» Objective
Locate every line in the data below that contains the word "outline", with uppercase and lowercase letters counting as different, and copy each of those lines.

» Records for this task

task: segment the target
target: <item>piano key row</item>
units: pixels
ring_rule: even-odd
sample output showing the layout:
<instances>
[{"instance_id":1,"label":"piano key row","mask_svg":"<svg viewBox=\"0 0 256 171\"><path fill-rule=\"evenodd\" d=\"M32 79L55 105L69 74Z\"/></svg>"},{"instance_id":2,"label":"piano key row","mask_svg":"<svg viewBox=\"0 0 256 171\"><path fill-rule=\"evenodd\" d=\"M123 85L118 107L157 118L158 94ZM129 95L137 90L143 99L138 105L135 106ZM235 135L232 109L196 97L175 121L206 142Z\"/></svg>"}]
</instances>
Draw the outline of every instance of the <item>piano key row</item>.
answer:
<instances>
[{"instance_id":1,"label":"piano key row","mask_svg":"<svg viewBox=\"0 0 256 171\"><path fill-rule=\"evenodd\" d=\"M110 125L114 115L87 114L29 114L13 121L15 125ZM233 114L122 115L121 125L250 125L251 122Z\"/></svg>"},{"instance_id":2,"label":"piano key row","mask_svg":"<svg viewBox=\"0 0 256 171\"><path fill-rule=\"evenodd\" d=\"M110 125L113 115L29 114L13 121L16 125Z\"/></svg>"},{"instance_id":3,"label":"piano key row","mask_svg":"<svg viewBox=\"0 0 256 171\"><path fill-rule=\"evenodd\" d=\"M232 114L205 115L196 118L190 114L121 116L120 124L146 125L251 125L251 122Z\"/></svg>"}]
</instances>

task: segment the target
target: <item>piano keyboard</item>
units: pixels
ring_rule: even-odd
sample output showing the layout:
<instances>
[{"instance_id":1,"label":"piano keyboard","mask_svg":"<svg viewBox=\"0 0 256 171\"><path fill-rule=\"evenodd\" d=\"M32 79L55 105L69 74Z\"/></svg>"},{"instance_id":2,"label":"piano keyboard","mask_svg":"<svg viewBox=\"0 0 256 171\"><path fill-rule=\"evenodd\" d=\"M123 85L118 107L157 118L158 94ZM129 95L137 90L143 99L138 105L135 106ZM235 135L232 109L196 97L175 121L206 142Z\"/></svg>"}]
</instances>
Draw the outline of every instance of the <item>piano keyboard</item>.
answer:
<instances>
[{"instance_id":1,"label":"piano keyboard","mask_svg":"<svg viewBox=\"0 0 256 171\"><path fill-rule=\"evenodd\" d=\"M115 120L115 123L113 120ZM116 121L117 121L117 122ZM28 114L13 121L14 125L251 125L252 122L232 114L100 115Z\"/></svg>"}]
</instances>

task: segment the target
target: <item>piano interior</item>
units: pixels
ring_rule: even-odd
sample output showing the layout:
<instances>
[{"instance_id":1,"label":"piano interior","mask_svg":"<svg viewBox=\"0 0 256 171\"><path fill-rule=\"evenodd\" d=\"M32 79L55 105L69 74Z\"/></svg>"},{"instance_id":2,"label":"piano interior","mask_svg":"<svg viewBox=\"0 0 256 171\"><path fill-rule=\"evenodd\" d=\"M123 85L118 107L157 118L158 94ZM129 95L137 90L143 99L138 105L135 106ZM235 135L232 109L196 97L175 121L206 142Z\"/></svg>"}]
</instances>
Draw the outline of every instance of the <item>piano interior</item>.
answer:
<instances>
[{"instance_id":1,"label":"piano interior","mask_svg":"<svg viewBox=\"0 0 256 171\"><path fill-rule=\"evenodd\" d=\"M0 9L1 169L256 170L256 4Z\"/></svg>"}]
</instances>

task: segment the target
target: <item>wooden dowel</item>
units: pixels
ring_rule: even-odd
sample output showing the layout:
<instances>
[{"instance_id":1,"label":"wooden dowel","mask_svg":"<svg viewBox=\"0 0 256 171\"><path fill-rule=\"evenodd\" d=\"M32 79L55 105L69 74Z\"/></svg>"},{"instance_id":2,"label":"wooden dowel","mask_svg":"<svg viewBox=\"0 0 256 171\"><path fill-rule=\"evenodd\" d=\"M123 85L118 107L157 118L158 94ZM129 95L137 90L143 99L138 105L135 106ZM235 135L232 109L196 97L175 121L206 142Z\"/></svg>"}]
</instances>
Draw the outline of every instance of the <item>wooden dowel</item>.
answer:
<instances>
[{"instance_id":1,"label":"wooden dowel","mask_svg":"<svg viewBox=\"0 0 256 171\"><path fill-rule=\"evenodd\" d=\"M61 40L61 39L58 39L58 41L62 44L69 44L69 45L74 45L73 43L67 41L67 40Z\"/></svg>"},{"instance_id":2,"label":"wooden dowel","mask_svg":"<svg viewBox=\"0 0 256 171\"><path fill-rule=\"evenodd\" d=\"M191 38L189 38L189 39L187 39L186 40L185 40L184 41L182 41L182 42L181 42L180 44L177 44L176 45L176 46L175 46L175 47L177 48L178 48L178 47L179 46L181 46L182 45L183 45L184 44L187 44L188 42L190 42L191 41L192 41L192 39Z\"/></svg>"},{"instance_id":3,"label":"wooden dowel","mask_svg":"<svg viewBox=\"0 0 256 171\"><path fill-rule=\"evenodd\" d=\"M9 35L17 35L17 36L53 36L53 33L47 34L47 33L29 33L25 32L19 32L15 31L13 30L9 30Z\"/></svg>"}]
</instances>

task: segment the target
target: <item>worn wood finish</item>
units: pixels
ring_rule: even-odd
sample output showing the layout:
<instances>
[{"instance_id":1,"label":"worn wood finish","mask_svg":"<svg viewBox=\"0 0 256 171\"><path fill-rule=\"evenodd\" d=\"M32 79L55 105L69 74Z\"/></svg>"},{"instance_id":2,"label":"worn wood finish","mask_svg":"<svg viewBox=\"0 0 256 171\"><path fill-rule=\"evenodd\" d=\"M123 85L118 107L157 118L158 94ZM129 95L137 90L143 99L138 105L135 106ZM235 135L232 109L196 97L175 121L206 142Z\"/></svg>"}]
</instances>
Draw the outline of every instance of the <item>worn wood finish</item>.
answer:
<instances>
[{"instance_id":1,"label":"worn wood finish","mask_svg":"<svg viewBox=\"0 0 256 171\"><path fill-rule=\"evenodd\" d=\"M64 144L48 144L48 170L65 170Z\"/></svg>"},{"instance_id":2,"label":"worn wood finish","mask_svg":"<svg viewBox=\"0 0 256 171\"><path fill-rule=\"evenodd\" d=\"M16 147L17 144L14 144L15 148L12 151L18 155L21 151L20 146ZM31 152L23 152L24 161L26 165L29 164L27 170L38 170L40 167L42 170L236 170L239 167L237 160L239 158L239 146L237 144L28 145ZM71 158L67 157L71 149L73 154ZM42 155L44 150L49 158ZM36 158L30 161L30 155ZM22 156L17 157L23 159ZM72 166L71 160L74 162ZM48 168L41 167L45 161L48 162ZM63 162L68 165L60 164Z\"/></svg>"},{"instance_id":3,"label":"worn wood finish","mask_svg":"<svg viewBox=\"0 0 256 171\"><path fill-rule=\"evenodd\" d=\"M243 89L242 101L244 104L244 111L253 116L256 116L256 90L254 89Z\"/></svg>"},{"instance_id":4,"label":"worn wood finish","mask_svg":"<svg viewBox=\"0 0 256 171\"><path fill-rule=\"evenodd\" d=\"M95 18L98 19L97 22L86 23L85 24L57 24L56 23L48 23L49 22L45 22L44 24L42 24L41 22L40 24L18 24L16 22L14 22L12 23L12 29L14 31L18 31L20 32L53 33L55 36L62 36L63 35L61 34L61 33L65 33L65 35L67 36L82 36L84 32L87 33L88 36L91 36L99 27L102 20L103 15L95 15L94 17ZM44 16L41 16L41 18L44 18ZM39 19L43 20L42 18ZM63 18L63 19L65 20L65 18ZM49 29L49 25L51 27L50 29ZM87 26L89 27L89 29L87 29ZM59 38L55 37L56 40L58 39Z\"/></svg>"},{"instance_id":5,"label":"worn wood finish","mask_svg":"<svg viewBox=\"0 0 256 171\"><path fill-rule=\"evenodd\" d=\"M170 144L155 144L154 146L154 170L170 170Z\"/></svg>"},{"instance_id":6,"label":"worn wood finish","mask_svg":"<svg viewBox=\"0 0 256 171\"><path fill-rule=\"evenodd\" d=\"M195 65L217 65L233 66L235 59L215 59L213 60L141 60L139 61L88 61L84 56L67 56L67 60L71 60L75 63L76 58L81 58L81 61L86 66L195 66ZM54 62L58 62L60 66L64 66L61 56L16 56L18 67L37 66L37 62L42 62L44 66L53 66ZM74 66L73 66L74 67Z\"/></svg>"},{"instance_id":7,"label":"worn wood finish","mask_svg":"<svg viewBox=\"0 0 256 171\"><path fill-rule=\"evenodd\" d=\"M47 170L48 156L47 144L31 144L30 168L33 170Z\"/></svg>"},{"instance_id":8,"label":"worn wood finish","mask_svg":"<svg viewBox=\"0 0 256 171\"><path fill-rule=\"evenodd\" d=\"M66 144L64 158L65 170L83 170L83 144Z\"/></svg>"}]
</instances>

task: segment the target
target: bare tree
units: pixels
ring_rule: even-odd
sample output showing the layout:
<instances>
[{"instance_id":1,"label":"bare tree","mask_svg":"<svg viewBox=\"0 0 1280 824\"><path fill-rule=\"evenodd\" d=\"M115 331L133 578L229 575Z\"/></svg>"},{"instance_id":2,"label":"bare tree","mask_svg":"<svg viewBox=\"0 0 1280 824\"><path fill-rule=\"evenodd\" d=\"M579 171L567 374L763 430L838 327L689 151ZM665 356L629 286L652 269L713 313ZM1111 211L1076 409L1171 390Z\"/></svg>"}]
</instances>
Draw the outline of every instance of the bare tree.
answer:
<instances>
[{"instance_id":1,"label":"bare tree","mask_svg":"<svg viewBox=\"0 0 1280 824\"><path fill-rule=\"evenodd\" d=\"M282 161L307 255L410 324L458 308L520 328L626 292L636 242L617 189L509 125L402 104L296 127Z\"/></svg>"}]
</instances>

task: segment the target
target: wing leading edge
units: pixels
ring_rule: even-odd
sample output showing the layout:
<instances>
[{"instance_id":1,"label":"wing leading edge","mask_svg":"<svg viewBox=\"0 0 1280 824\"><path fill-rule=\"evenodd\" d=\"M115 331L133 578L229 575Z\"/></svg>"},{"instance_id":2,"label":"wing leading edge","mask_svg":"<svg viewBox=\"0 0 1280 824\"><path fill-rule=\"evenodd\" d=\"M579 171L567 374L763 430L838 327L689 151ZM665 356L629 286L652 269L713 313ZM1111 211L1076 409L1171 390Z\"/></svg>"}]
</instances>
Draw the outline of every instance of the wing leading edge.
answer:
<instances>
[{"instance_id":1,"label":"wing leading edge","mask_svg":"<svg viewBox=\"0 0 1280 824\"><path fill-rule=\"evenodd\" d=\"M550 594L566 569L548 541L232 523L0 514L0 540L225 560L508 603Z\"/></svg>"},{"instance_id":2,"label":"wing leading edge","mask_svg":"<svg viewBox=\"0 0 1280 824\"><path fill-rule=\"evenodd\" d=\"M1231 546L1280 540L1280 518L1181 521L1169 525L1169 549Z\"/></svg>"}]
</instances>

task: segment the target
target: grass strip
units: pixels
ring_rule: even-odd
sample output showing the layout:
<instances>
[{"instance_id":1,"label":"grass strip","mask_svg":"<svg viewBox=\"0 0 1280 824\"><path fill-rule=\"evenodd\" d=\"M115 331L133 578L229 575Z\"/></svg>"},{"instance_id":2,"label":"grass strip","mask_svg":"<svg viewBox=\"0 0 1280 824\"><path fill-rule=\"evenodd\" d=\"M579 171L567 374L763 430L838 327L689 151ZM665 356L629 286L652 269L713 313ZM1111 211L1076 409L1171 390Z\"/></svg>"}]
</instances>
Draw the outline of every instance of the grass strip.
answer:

» Output for this exercise
Draw the outline of every instance of the <item>piano key row</item>.
Draw the outline of every instance of the <item>piano keyboard</item>.
Draw the outline of every instance of the <item>piano interior</item>.
Draw the outline of every instance of the <item>wooden dowel</item>.
Draw the outline of every instance of the <item>worn wood finish</item>.
Draw the outline of every instance of the bare tree.
Draw the outline of every instance of the wing leading edge.
Draw the outline of every instance of the grass strip.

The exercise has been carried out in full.